Written request = Extract, word for word, the stretch from "PyTorch’s automatic differentiation" through "to compute gradients." in the text on PyTorch devices and autograd.

Text segment =
All tensors in an operation must be on the same device. You cannot add a CPU tensor to a CUDA tensor. If you get a “RuntimeError: expected all tensors to be on the same device” error, check that both your data and model are on the same device.

# Apple Silicon (MPS backend)
device = torch.device('mps' if torch.backends.mps.is_available() else 'cpu')

# Multi-GPU: specify GPU index
device = torch.device('cuda:0')    # first GPU
device = torch.device('cuda:1')    # second GPU

4. Autograd#

PyTorch’s automatic differentiation engine. Every operation on tensors with requires_grad=True is recorded on a dynamic computation graph. Calling .backward() traverses this graph in reverse to compute gradients.

Basic Gradient Computation#

x = torch.tensor(3.0, requires_grad=True)

Given records =
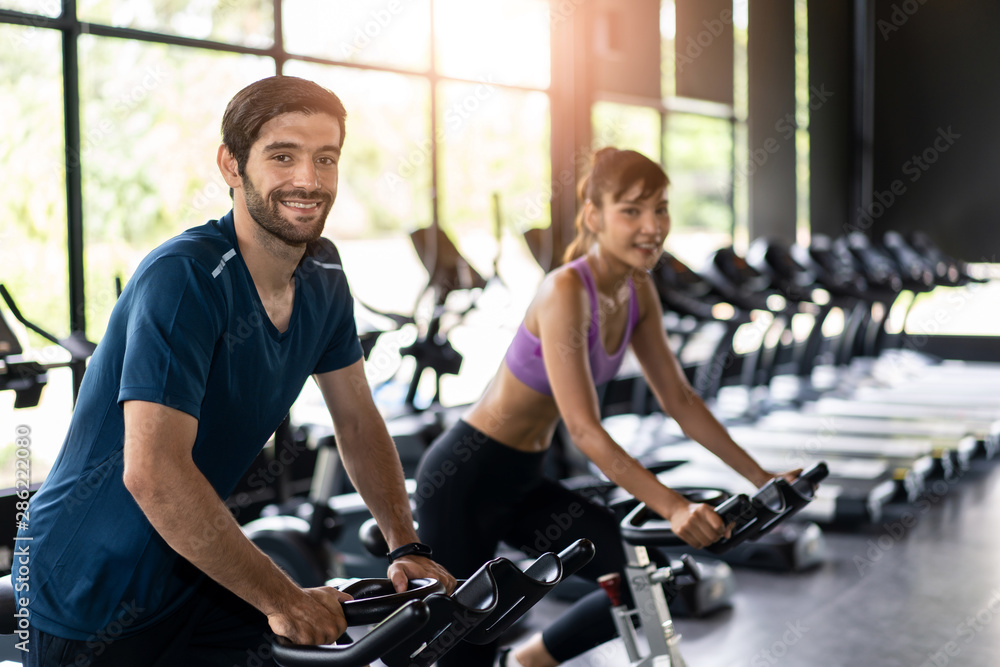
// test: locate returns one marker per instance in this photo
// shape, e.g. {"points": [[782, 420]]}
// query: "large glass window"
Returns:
{"points": [[247, 22], [385, 178], [50, 8], [33, 187], [699, 163], [495, 42], [495, 183], [626, 126], [150, 127], [392, 33], [33, 264]]}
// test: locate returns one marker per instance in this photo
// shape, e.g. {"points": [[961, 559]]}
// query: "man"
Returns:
{"points": [[135, 558]]}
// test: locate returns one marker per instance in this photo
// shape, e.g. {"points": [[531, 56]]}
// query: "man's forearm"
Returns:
{"points": [[372, 462], [186, 511]]}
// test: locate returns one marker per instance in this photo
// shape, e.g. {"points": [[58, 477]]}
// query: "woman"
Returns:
{"points": [[481, 482]]}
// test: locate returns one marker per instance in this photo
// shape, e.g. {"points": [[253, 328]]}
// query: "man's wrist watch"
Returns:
{"points": [[413, 548]]}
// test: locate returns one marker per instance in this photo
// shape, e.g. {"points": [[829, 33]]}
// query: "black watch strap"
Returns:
{"points": [[414, 548]]}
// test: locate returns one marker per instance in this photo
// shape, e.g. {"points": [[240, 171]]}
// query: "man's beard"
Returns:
{"points": [[267, 214]]}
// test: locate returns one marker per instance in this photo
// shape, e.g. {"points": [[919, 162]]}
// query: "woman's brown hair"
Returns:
{"points": [[613, 172]]}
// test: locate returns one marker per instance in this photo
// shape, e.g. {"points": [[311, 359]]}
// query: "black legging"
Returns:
{"points": [[474, 492]]}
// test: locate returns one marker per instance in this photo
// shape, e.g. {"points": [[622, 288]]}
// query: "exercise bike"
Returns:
{"points": [[413, 628], [750, 517]]}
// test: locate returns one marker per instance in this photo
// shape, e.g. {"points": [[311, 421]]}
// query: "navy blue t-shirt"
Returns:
{"points": [[189, 332]]}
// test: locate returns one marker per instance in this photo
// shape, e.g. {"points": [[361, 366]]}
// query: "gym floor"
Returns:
{"points": [[922, 589]]}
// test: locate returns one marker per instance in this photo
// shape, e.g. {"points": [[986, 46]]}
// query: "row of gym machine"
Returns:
{"points": [[865, 412], [883, 422]]}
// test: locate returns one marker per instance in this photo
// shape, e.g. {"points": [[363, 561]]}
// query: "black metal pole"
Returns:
{"points": [[74, 183]]}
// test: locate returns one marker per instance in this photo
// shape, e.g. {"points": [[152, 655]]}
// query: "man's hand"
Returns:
{"points": [[417, 567], [315, 618]]}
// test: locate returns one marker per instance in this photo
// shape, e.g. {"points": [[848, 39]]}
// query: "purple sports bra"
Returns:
{"points": [[524, 356]]}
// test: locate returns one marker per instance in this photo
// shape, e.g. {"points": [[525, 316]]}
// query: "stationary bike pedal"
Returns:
{"points": [[701, 593]]}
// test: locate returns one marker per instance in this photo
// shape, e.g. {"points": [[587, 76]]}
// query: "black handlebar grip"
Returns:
{"points": [[576, 555], [402, 624], [375, 599]]}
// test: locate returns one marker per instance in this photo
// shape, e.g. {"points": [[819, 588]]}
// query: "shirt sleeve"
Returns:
{"points": [[344, 347], [175, 320]]}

Final answer =
PyTorch’s automatic differentiation engine. Every operation on tensors with requires_grad=True is recorded on a dynamic computation graph. Calling .backward() traverses this graph in reverse to compute gradients.